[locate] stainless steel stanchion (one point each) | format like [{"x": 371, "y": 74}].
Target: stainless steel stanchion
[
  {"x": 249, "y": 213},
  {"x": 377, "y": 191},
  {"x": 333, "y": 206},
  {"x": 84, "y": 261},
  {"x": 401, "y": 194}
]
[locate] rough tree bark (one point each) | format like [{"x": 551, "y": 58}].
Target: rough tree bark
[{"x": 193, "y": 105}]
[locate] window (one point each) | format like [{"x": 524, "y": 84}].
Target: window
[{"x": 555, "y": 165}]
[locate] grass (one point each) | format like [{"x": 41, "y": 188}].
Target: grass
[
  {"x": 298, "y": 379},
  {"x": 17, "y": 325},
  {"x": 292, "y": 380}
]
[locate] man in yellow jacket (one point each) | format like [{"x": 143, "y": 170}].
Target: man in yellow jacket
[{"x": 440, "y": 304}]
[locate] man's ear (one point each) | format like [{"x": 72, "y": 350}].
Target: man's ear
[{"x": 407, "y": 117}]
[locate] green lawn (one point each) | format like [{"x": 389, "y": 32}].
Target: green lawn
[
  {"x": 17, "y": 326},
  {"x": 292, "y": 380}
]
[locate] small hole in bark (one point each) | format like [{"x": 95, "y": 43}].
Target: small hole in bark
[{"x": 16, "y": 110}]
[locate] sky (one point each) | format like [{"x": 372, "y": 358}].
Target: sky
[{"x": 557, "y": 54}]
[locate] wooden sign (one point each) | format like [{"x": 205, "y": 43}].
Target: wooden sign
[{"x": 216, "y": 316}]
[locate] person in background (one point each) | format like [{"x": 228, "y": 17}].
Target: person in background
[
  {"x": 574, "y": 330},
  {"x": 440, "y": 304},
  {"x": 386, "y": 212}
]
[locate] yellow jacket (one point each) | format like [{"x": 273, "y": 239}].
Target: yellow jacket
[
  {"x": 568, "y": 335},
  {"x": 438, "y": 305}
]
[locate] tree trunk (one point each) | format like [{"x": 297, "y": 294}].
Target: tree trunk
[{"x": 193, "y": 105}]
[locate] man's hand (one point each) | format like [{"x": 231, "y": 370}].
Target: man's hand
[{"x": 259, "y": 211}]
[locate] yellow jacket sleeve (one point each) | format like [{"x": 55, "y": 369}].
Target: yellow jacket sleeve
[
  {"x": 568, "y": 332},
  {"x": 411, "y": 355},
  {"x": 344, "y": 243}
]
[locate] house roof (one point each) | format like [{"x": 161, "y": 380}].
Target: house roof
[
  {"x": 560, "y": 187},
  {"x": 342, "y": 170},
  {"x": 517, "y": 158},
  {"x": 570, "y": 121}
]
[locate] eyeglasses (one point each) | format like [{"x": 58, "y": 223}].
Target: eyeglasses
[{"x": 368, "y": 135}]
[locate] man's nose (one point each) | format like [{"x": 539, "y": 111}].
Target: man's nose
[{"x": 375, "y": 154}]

**WHAT YOU HAVE TO DO**
Set out every line of the records above as a numbered list, omitting any blank lines.

**WRITTEN RESPONSE**
1. [locate] stainless steel stanchion (one point each) | format like [{"x": 371, "y": 74}].
2. Target: stainless steel stanchion
3. [
4.   {"x": 249, "y": 213},
5.   {"x": 377, "y": 191},
6.   {"x": 333, "y": 206},
7.   {"x": 84, "y": 261},
8.   {"x": 401, "y": 194}
9. ]
10. [locate] rough tree bark (one point each) | format like [{"x": 551, "y": 58}].
11. Target: rough tree bark
12. [{"x": 193, "y": 105}]
13. [locate] window (one point each) | format like [{"x": 524, "y": 84}].
14. Target: window
15. [{"x": 555, "y": 165}]
16. [locate] grass (one point each) | format like [{"x": 41, "y": 188}].
17. Target: grass
18. [
19.   {"x": 298, "y": 379},
20.   {"x": 17, "y": 325},
21.   {"x": 292, "y": 380}
22. ]
23. [locate] man in yellow jacket (one point each) | format like [{"x": 143, "y": 170}].
24. Target: man in yellow jacket
25. [{"x": 440, "y": 304}]
26. [locate] man's ear (one point each) | format like [{"x": 72, "y": 350}].
27. Target: man's ear
28. [{"x": 407, "y": 117}]
29. [locate] green lawn (one point each) | format like [{"x": 389, "y": 32}].
30. Target: green lawn
31. [
32.   {"x": 17, "y": 326},
33.   {"x": 292, "y": 380}
34. ]
35. [locate] small hole in bark (one point each) | format like [{"x": 95, "y": 43}].
36. Target: small hole in bark
37. [{"x": 16, "y": 110}]
38. [locate] sky (one point each) | format like [{"x": 372, "y": 358}].
39. Target: sky
40. [{"x": 557, "y": 54}]
41. [locate] wooden sign (one point each) | format like [{"x": 205, "y": 43}].
42. Target: wooden sign
43. [{"x": 216, "y": 316}]
44. [locate] person in background (one point each) | format like [{"x": 228, "y": 17}].
45. Target: person in background
46. [
47.   {"x": 574, "y": 330},
48.   {"x": 440, "y": 304},
49.   {"x": 386, "y": 212}
50. ]
51. [locate] yellow jacket (one point each) | format like [{"x": 273, "y": 239}].
52. Target: yellow jacket
53. [
54.   {"x": 568, "y": 335},
55.   {"x": 438, "y": 305}
56. ]
57. [locate] tree trunk (one point each) | format like [{"x": 297, "y": 294}].
58. Target: tree trunk
59. [{"x": 193, "y": 105}]
60. [locate] man's hand (one point each) | format like [{"x": 231, "y": 370}].
61. Target: man's hand
62. [{"x": 259, "y": 211}]
63. [locate] yellow jacket sleeve (one point each) | format like [{"x": 55, "y": 369}].
64. Target: yellow jacket sleeve
65. [
66.   {"x": 568, "y": 332},
67.   {"x": 411, "y": 355},
68.   {"x": 344, "y": 243}
69. ]
70. [locate] house roof (one point each) | format like [{"x": 161, "y": 380}].
71. Target: house roof
72. [
73.   {"x": 560, "y": 187},
74.   {"x": 342, "y": 170},
75.   {"x": 517, "y": 158},
76.   {"x": 570, "y": 121}
77. ]
78. [locate] eyeglasses (one point each) | format like [{"x": 58, "y": 223}].
79. Target: eyeglasses
80. [{"x": 368, "y": 135}]
81. [locate] man's nose (one point each) | format like [{"x": 539, "y": 111}].
82. Target: man's nose
83. [{"x": 375, "y": 154}]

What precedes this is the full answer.